Decide whether each statement agrees with the birthday walk text below, answering yes or no and quoting the words of the text that settle it: (a) the old windmill at Wicken Fen was used to grind grain; (b) the Fitbit gave the day's distance in kilometers; (c) Celia forgot her compass and her whistle.

--- START OF Text shown ---

According to my Fitbit, a piece of technology I love more than I could have ever imagined, I walked around fifteen miles. Which means Celia did too, as we spent the day together. It’s not everyone who would be happy to spend my birthday walking in wind and occasional sunshine across the fens, but fortunately it’s not only poetry and dying mothers that has underpinned our friendship. I’m saying about, as Fitbit speaks metric, so it tells me I walked 26.16 km, and my conversion to imperial is approximate at the least.
We breakfasted on porridge and coffee. Celia normally has tea, so that might explain how even before the washing up was dry she’d broken the coffee pot and managed to move the pull-out table from its runners on one side. Mind, I am the person who threw the kitchen scales out of the galley window and into the mud at the base of the marina where they are doubtlessly puzzling the resident fish.
We set off before either of us could do by more damage, changing our shoes for walking boots, and clothed in several layers against the wind. As a first port of call we were heading for Wicken Fen, a nature reserve run by the National Trust. I went there once with Mother many years ago. We always meant to return but it didn’t happen. Celia and her mother had planned to go, but didn’t make it. So motherly ghosts came with us yesterday. Appropriate for me at least since Mother died on my birthday four years ago.
It’s hardly The Pennine Way. I am listening to Simon Armitage read his book, Walking Home, Travels With a Troubador on the Pennine Way, and recommend it to anyone who enjoys walking. With an hour of listening to go, he reads the sentence, ‘I walk therefore I am’; a feeling familiar to anyone who has enjoyed a spell of walking day after day no matter what the terrain. Actually I’d recommend it to a anyone, but maybe not listening to it on the bus as I started doing, as my snorts of laughter drew curious and worried glances from my fellow travellers. Whether they were members of the Communist Party I know not.
Regular readers of this page may recall that Celia and I have a track record for getting lost when we go walking. I was mildly concerned, though I hope it didn’t show, when Celia said she had forgotten her compass and her whistle. I was hoping it wasn’t going to come to that. Maybe she needed to redeem herself in her own eyes, anyway her map reading was exemplary and we reached Wicken Fen in time for lunch. I was hovering over whether to have a baked potato as well as the soup which sounded greenly delicious when the most heavenly cheesy smell filled the air. Home baked scones about to leave the oven. Decision made, and a severe setback for my progress towards becoming an egg eating vegan (sic).
I even photographed the lunch; it was that good. We went round the boardwalk after spending a long time in the very wonderful shop. Celia upgraded the OS map from the one I had onboard and which I believe belonged to Mother, to a new one with larger scale. There was a windmill, and misled by the Wicken flour for sale in the shop, we assumed it was used to grind grain. Not so, it drained the fens and allowed people to grow crops. In one hide a coup,e with strong binoculars some in whispers about birds they could see several miles away. I took a photo of the information board showing the great crested newt which made me think of Janh1 and Sabina. A modern windmill ironically keeping the fen moist to protect it as a wildlife habitat stood diagonally opposite the old mill. Continue reading
Older Nephew arrived be times on Sunday and we stood looking at the trees and shrubs moving energetically, and feeling the sway of das Boot beneath our feet. But other souls were out on the river, and I'd added ten more litres of fuel to the tank, so off we set, destination Ely, to collect Celia who was arriving by train in the early evening. We met more boats than last time; mainly hire boats being driven too quickly, Toads of the river to our sensible Rattys, leaving bumpy swells in their wake which made it feel like we were moving over stones.

--- END OF Text shown ---
--- START OF Stored data ---

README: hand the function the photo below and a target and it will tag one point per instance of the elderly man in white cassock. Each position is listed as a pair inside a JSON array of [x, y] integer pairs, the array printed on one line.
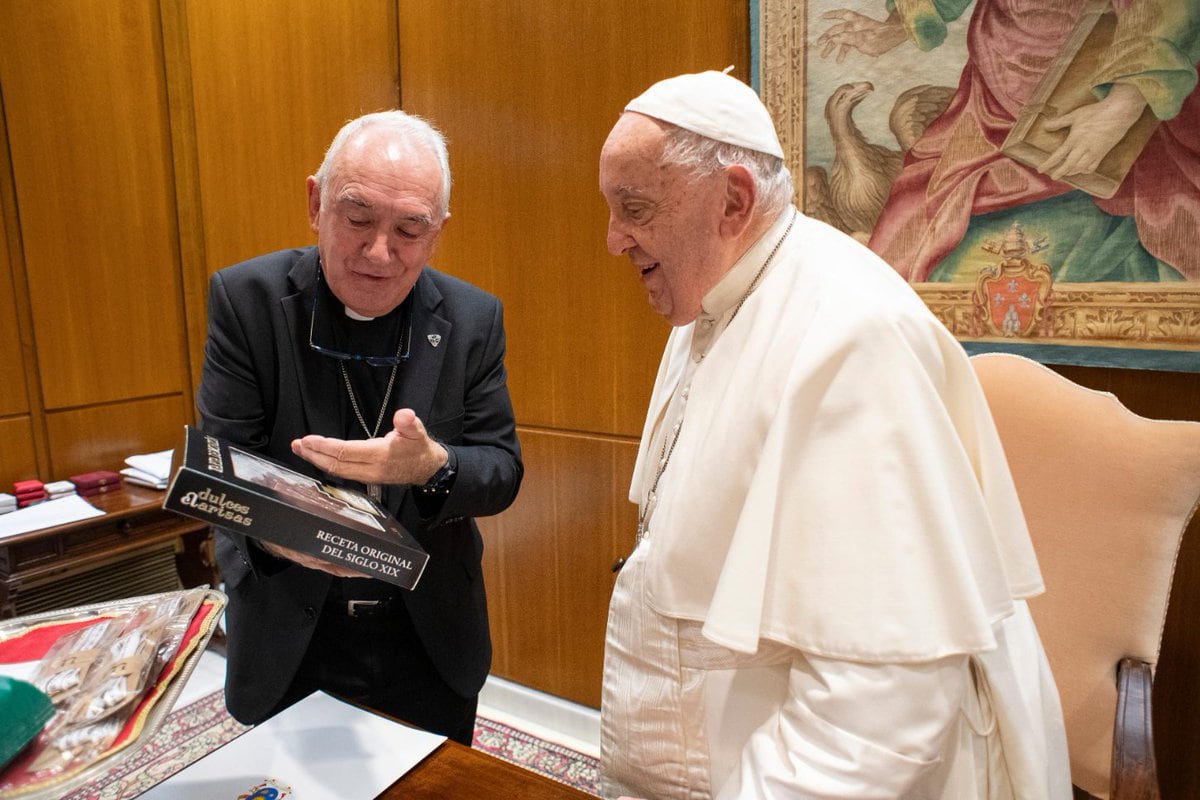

--- END OF Stored data ---

_Response to this exercise_:
(a) No: "Not so, it drained the fens and allowed people to grow crops."
(b) Yes: "Fitbit speaks metric, so it tells me I walked 26.16 km"
(c) Yes: "Celia said she had forgotten her compass and her whistle."